Problem statement — Copy out all of the material below word for word, with no changes.

Data shown —

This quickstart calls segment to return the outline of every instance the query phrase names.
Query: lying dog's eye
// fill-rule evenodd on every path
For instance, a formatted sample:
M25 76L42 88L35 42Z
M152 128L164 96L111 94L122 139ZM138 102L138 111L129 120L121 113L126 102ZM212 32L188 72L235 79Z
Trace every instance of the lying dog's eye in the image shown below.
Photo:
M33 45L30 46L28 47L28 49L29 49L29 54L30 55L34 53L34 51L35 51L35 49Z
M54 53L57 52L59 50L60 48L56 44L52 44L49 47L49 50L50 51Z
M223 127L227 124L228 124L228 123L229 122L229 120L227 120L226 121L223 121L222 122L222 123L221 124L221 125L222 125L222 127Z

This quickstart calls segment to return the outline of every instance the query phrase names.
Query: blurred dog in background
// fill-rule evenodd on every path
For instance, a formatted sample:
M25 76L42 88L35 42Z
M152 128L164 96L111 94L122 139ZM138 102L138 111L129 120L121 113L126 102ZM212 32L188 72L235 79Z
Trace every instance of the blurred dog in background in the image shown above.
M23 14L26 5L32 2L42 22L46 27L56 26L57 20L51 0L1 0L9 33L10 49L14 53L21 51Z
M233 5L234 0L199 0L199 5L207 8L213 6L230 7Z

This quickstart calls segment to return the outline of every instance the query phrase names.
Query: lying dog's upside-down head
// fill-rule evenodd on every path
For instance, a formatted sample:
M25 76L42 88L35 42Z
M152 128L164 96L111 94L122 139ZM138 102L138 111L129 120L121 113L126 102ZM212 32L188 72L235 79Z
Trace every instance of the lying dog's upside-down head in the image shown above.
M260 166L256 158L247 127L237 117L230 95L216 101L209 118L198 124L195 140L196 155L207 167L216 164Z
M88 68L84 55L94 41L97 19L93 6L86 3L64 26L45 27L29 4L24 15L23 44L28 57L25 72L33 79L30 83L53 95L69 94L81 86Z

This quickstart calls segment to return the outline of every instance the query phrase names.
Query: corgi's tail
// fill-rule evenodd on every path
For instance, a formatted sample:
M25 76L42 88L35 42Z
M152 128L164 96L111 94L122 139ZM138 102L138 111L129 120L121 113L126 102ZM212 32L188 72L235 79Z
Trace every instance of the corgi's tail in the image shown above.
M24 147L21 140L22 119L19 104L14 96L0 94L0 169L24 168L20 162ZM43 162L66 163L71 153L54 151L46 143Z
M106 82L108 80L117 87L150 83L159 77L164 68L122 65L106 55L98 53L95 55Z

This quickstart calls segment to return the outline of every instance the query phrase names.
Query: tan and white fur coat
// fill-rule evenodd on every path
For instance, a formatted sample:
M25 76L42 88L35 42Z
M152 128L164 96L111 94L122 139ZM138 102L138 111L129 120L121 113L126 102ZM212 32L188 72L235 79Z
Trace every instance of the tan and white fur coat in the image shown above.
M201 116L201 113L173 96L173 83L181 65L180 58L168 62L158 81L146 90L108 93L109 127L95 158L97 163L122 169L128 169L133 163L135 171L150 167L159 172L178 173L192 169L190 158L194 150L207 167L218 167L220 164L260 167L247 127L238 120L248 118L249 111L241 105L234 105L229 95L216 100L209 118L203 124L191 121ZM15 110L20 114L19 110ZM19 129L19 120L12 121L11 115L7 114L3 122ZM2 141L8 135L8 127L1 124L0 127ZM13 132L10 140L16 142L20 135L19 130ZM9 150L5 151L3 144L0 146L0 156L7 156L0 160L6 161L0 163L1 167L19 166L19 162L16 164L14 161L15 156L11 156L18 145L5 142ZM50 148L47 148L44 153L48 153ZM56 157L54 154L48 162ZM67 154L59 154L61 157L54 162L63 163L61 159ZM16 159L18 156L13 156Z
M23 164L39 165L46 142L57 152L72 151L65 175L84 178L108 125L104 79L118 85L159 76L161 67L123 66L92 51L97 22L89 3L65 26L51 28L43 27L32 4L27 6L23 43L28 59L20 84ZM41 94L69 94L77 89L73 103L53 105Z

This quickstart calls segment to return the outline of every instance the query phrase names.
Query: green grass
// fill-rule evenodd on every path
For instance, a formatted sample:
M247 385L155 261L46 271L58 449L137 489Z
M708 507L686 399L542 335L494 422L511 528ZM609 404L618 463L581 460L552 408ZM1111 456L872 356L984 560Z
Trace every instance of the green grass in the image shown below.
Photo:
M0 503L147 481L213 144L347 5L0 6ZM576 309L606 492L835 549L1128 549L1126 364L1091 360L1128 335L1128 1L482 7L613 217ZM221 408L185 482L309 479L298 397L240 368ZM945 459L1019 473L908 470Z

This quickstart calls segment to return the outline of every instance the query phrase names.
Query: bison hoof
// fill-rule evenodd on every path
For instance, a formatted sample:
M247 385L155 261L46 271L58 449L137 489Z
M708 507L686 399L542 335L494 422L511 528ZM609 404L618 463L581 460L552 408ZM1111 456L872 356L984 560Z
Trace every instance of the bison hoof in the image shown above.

Answer to this task —
This quickstart calls segment to return the outline of every instance the query phrase names.
Query: lying dog's eye
// fill-rule evenodd on every path
For instance, a formatted sample:
M25 76L42 88L35 42Z
M152 128L164 96L111 94L122 139ZM138 102L138 111L129 120L121 113L126 102ZM212 32L188 72L235 79Z
Trace every instance of the lying dog's eye in the image shown below.
Photo:
M33 45L30 46L28 47L28 49L29 49L29 54L30 55L34 53L34 51L35 51L35 49Z
M54 53L57 52L59 50L60 48L56 44L52 44L49 47L49 50L50 51Z
M223 127L227 124L228 124L228 123L229 122L229 120L227 120L226 121L223 121L222 122L222 123L221 124L221 125L222 125L222 127Z

This quickstart calls segment to return the outline of every instance the query phrase names.
Query: blurred dog in background
// fill-rule evenodd on every path
For instance, a formatted sample:
M25 76L42 88L35 42Z
M152 128L164 96L111 94L122 139ZM138 102L138 111L129 120L121 113L126 102ZM212 32L188 72L235 79Z
Trace every instance of the blurred dog in background in the image shown above.
M23 14L26 5L32 2L42 22L46 27L56 26L57 20L51 0L1 0L9 33L10 49L14 53L21 51Z
M233 5L234 0L199 0L199 5L207 8L213 6L230 7Z

This quickstart calls segment to return the outline of every instance the query phrase names.
Query: lying dog's upside-down head
// fill-rule evenodd on every path
For instance, a formatted sample:
M25 76L42 88L35 42Z
M152 128L164 96L111 94L122 139ZM138 102L138 111L129 120L121 113L126 102ZM212 32L188 72L235 79Z
Trace every instance of the lying dog's upside-down head in the image shown above.
M260 166L256 158L247 127L237 117L230 95L216 101L209 118L198 124L195 140L196 155L207 167L216 164Z
M88 68L84 55L94 41L97 19L93 6L86 3L64 26L45 27L29 4L24 15L23 44L28 57L25 72L33 79L30 83L53 95L69 94L81 86Z

This quickstart calls segment to return the outline of every instance the query phrase names.
Query: corgi's tail
// fill-rule evenodd on every path
For instance, a formatted sample:
M25 76L42 88L35 42Z
M152 128L164 96L111 94L122 139ZM138 102L138 111L129 120L121 113L126 102ZM212 32L188 72L235 79Z
Trace every instance of the corgi's tail in the image shown above.
M24 147L21 140L22 119L19 104L14 96L0 94L0 169L24 168L20 162ZM43 162L66 163L71 153L54 151L46 143Z
M106 82L108 80L117 87L150 83L159 77L164 68L122 65L106 55L98 53L95 55Z

This quickstart calls segment to return the outline of every instance the query phrase names.
Query: tan and white fur coat
// fill-rule evenodd on every path
For instance, a formatted sample:
M25 76L42 88L35 42Z
M152 128L164 96L111 94L122 139ZM138 102L138 111L129 120L121 113L126 102ZM212 32L188 72L235 79Z
Trace every instance of the tan and white fur coat in the image shown above.
M201 116L201 113L173 96L173 83L181 65L180 58L168 62L158 81L146 90L108 93L109 127L95 158L97 163L122 169L128 169L133 163L135 171L150 167L159 172L178 173L192 169L190 158L194 150L207 167L218 167L220 164L260 167L247 127L238 120L248 118L249 111L241 105L234 105L229 95L216 100L209 118L203 124L191 121ZM15 110L20 114L19 110ZM19 129L19 120L12 121L11 115L7 114L3 122ZM2 141L8 135L8 127L1 124L0 127ZM13 132L10 140L16 142L20 135L19 130ZM9 150L5 151L3 144L0 146L0 156L7 156L0 160L6 161L0 163L1 167L19 166L19 162L16 164L14 161L15 156L11 156L18 145L5 142ZM50 148L47 148L44 153L48 153ZM56 157L54 154L48 162ZM67 154L59 154L61 157L54 162L63 163L61 159ZM16 159L18 156L13 156Z
M23 164L39 165L46 142L57 152L72 151L65 175L84 178L108 125L104 79L118 85L159 76L161 67L123 66L92 51L97 22L89 3L65 26L51 28L43 27L32 4L27 6L23 43L28 59L20 84ZM41 94L69 94L77 89L73 103L53 105Z

This quickstart calls segment to return the outline of every instance the query phrase names.
Query: green grass
// fill-rule evenodd on every path
For instance, a formatted sample:
M247 385L155 261L46 271L58 449L137 489Z
M708 507L686 399L542 335L494 422L511 528ZM609 404L618 463L581 460L552 408ZM1111 456L872 356L984 560Z
Trace every instance of the green grass in the image shown below.
Photo:
M0 503L147 481L213 144L347 5L0 6ZM576 309L606 492L835 549L1128 549L1126 364L1091 360L1128 335L1128 1L482 7L613 217ZM221 408L185 482L309 479L298 397L240 368ZM945 459L1019 473L908 470Z

This quickstart calls segment to return the outline of every instance the query phrase names.
Query: bison hoof
// fill-rule evenodd on every path
For instance, a formatted sample:
M247 385L155 261L46 271L58 449L137 489Z
M708 507L686 399L542 335L494 422L511 528ZM609 404L618 463L581 460L552 408ZM1111 456L872 356L984 560Z
Trace every instance of the bison hoof in the image shown above.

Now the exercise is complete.